[Object point labels]
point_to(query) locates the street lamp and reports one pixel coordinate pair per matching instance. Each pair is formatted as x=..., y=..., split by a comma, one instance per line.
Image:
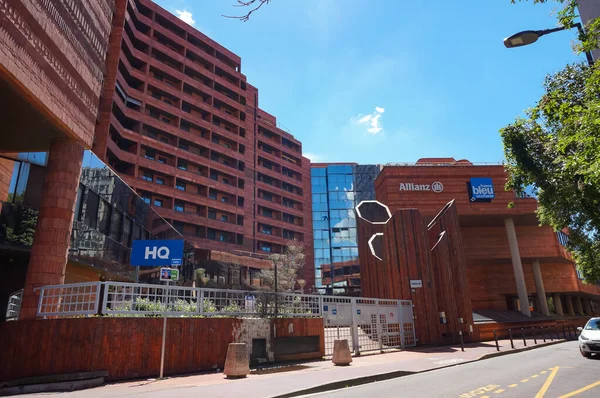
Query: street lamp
x=527, y=37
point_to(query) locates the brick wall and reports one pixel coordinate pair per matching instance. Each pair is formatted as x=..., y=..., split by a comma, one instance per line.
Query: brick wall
x=128, y=347
x=54, y=54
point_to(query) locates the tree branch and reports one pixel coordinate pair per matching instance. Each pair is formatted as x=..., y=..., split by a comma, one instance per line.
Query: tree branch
x=248, y=3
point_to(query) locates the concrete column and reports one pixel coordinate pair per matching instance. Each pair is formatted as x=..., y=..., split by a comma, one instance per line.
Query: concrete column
x=48, y=259
x=570, y=308
x=558, y=304
x=587, y=306
x=579, y=302
x=517, y=266
x=539, y=288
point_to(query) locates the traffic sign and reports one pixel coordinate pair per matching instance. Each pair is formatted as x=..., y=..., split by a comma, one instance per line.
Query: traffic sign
x=169, y=274
x=153, y=253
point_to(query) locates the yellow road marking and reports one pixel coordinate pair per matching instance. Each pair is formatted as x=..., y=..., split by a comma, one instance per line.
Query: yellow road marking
x=588, y=387
x=546, y=385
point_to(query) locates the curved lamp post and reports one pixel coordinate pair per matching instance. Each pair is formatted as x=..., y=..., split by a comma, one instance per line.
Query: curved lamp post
x=527, y=37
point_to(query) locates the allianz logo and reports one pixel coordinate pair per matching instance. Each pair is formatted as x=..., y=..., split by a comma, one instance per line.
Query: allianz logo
x=436, y=187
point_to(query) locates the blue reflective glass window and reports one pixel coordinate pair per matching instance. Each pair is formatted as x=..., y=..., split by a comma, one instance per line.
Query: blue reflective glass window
x=318, y=171
x=339, y=169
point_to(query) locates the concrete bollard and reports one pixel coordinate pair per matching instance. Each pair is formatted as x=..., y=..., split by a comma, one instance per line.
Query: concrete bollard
x=341, y=353
x=237, y=363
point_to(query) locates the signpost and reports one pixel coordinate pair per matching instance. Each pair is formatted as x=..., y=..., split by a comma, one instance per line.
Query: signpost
x=156, y=253
x=416, y=283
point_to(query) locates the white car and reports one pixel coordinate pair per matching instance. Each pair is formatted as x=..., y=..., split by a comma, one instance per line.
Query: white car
x=589, y=338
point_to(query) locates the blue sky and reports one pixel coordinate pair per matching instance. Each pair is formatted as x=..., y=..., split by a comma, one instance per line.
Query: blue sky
x=377, y=81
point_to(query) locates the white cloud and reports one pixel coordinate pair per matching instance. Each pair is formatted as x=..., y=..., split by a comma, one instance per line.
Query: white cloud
x=371, y=121
x=313, y=157
x=185, y=16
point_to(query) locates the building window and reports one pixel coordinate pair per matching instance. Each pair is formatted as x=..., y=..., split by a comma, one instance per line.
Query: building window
x=265, y=229
x=288, y=203
x=91, y=209
x=267, y=196
x=150, y=154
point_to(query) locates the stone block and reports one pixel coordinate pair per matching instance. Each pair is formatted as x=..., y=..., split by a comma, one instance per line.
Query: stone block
x=341, y=353
x=237, y=363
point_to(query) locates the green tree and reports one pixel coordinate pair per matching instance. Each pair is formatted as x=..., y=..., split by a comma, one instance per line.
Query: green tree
x=556, y=149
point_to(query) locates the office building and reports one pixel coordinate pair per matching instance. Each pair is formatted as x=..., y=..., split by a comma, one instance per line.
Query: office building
x=181, y=125
x=513, y=265
x=170, y=113
x=336, y=190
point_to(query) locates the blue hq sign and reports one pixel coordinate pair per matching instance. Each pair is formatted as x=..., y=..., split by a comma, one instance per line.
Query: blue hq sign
x=152, y=253
x=481, y=190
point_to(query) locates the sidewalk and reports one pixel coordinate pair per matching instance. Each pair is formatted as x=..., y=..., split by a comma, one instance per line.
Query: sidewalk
x=310, y=377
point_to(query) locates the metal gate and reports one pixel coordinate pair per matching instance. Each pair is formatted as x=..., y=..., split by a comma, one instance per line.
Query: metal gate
x=368, y=324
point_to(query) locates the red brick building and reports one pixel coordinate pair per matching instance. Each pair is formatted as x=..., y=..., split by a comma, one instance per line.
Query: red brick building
x=52, y=58
x=181, y=125
x=510, y=259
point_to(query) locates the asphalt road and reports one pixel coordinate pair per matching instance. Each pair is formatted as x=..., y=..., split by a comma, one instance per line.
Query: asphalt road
x=551, y=372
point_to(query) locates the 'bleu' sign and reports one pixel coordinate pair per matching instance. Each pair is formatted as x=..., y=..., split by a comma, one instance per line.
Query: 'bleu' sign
x=481, y=189
x=152, y=253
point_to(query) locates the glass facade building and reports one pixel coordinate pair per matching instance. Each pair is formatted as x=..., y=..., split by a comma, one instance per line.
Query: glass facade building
x=109, y=216
x=336, y=190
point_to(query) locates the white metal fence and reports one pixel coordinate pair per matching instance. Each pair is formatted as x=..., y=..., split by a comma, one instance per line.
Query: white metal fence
x=130, y=299
x=368, y=324
x=14, y=305
x=69, y=300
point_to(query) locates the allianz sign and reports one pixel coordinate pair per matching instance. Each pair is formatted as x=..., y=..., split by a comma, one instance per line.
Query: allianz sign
x=436, y=187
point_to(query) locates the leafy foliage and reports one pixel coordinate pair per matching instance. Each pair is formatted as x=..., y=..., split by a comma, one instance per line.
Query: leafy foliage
x=24, y=229
x=288, y=264
x=567, y=15
x=556, y=148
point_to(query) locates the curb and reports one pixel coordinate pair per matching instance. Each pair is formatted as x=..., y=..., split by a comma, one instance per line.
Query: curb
x=401, y=373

→ SET TASK
Express every row above as a two-column CSV with the headers text and points, giving each row its own line. Put the row's text and its answer each in a single quoted field, turn line breaks into spaces, and leave the pictures out.

→ EXPECTED ANSWER
text,points
"point_to(query) locates the street lamp and reports one pixel coordinate pair per matching instance. Each pair is formatted as x=..., y=..., split by a comma, one instance per line. Image: Query: street lamp","x=527, y=37"
"point_to(query) locates the brick wall and reports one pixel coordinate pair per matching instance. Each pair is formatted as x=..., y=..., split by a comma, one instance per line. Query: brick wall","x=128, y=347 x=54, y=54"
"point_to(query) locates the tree branch and reports one pixel coordinate pair per matching instance. Each pair is formatted as x=..., y=..., split by a comma, one instance per line. Query: tree branch","x=248, y=3"
"point_to(query) locates the concrete column and reports one pixel coordinate pair per matching instance. Each pair is formatted as x=..., y=..., split by a comma, one instance per line. Query: concrete column","x=48, y=259 x=570, y=308 x=558, y=304 x=587, y=306 x=579, y=302 x=517, y=266 x=539, y=288"
"point_to(query) locates the traffic sign and reports one pixel coordinate pair per matching instance. Each pair is formatted as x=..., y=..., split by a comma, one instance per line. Query: traffic sign","x=169, y=274 x=153, y=253"
"point_to(query) locates the yellow road marking and reports one pixel coordinate pair per matching instance. Each pair is formatted as x=..., y=..., split by a comma, one instance per line. Query: yellow road marking","x=588, y=387 x=546, y=385"
"point_to(query) locates the curved lamp post and reports one pixel coordinate pair per matching instance. Each pair is formatted as x=..., y=..., split by a comma, one instance per line. Query: curved lamp post","x=527, y=37"
"point_to(query) locates the allianz logo and reports one pixel coordinate pair per matching instance. Each pair is formatted as x=..., y=..., split by a comma, one instance per line. Query: allianz logo","x=436, y=187"
"point_to(query) locates the blue reflective glass window and reports one pixel coordinate pair per matching instance. Each pair is formatted as x=..., y=..., split by a comma, one instance per line. Query: blue reflective glass window","x=318, y=171 x=339, y=169"
"point_to(query) locates the concrete bollard and reports one pixel coordinate pair per matching instance. Each pair is formatted as x=..., y=..., split by a comma, one instance per line. Query: concrete bollard","x=341, y=353 x=237, y=363"
"point_to(query) locates the signpost and reports one pixel coordinate pair per matching instance. Each pair is formatted as x=..., y=..., split by a comma, one instance per line. Query: signpost","x=156, y=253 x=416, y=283"
"point_to(query) locates the white car and reports one pixel coordinate pair per matching instance. Each pair is formatted as x=..., y=..., split by a comma, one instance per line. Query: white car","x=589, y=338"
"point_to(query) locates the blue sky and reports one pixel coordinate pair per matching instance. Each pair is formatted as x=..., y=..., split by a comma, one instance per line. Query: blue sky","x=377, y=81"
"point_to(query) locates the white cloud and reports one pixel coordinate pair per matching instance. Each pair is formatted as x=..., y=..., split by a comma, one instance per line. Query: white cloud","x=371, y=121 x=313, y=157 x=185, y=16"
"point_to(query) locates the building window and reports one pixel coordinate pair per matching instance. Each pair is formatted as x=..., y=..., split by a comma, one instance per line. Query: building window","x=265, y=229 x=288, y=203 x=91, y=209 x=267, y=196 x=150, y=154"
"point_to(query) locates the stone block and reports one pixel coordinate pair per matching instance. Each pair is formatted as x=..., y=..., split by a comma, one instance per line. Query: stone block","x=341, y=353 x=237, y=363"
"point_to(query) locates the green tree and reports one pixel coordinate pair per matching instance. Each pair is formatted as x=..., y=..., split by a comma, one instance per line. Query: green tree","x=556, y=149"
"point_to(query) locates the office building and reports one pixel coordinate pair per matching instance. Each pair is formatted as x=..., y=..., split by a comma, one instance per line. Query: office building","x=181, y=125 x=513, y=265 x=170, y=113 x=336, y=190"
"point_to(query) locates the blue hq sign and reports one pixel coordinate pair per matching instance. Each pair is formatted as x=..., y=..., split by a comma, one instance per line. Query: blue hq sign","x=152, y=253 x=481, y=190"
"point_to(query) locates the sidewalk and reports one pixel coordinate pair per matching instance. Each pair is formatted as x=..., y=..., split by a comma, one instance per line. Query: sidewalk","x=310, y=377"
"point_to(query) locates the metal gate and reports one pixel coordinate pair per matching instance. Each pair is formatted as x=..., y=..., split by a comma, one instance per line. Query: metal gate","x=368, y=324"
"point_to(query) locates the red brick building and reports one pixel coordinate pair per matching instance. Each pair is formatted as x=..., y=..., split by a comma, one instance per line. Query: red brick building","x=52, y=58 x=181, y=125 x=510, y=259"
"point_to(query) locates the asphalt road and reports one pixel coordinate pair per matching instance. Each pair is formatted as x=..., y=..., split by a comma, one instance per line. Query: asphalt road","x=551, y=372"
"point_to(query) locates the 'bleu' sign and reports one pixel coordinate pair per matching instance. Each pair is formatted as x=..., y=..., split by a comma, one instance per line. Query: 'bleu' sign","x=481, y=189 x=152, y=253"
"point_to(query) locates the glass facade building and reports one pixel coordinate pair per matching instance. Each pair is formatted as x=..., y=..., split by a comma, one instance per line. Query: glass facade building","x=109, y=216 x=336, y=190"
"point_to(query) locates the white metal fence and reports one pixel coordinate pair per matching instance. Each pair is formatted as x=..., y=..., split by a comma, one instance per line. Query: white metal fence","x=130, y=299 x=368, y=324 x=14, y=305 x=69, y=300"
"point_to(query) locates the allianz sign and reports one pixel coordinate pair per matching instance. Each pair is formatted as x=..., y=..., split by a comma, one instance per line. Query: allianz sign","x=436, y=187"
"point_to(query) locates the leafy foliage and reports one pixel coordinate pair per matching instance. Each pair is formatted as x=..., y=..., split by a comma, one instance per line. Query: leafy foliage","x=24, y=229 x=288, y=264 x=567, y=15 x=556, y=148"
"point_to(query) locates the curb and reports one pixel coordinate pair per matching instance. Each pair is formatted as x=..., y=..., split by a comma, one instance per line. Query: curb","x=401, y=373"